• **Exercise directions**
Whenever a line in the entries below includes the string "cloud", count that line. Report the total alone.

______________________________

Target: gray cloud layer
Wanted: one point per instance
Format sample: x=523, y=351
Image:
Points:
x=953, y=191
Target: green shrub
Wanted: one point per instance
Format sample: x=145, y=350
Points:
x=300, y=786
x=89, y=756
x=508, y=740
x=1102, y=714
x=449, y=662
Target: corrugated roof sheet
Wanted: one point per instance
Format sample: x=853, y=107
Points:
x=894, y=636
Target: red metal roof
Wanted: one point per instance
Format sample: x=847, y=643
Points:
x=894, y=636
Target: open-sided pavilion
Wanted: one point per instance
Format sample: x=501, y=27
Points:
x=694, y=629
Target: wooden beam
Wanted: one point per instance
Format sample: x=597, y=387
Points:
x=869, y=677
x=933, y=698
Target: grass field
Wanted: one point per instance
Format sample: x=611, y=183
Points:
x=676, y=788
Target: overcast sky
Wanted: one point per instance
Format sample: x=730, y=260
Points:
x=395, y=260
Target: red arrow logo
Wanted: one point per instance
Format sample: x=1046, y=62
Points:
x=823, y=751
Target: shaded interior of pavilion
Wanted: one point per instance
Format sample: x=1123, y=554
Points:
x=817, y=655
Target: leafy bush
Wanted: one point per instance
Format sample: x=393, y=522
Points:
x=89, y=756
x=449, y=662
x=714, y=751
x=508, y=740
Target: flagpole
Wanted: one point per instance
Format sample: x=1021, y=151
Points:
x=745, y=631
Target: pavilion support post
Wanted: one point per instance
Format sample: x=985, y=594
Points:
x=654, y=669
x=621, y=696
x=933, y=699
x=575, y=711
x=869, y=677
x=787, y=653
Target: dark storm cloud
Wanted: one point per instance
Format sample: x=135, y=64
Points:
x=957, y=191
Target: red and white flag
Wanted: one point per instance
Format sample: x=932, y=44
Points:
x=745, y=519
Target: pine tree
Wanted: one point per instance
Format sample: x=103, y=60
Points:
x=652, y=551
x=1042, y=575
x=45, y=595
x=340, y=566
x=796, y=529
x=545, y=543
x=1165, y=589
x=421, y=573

______________________________

• **Answer to the exercise**
2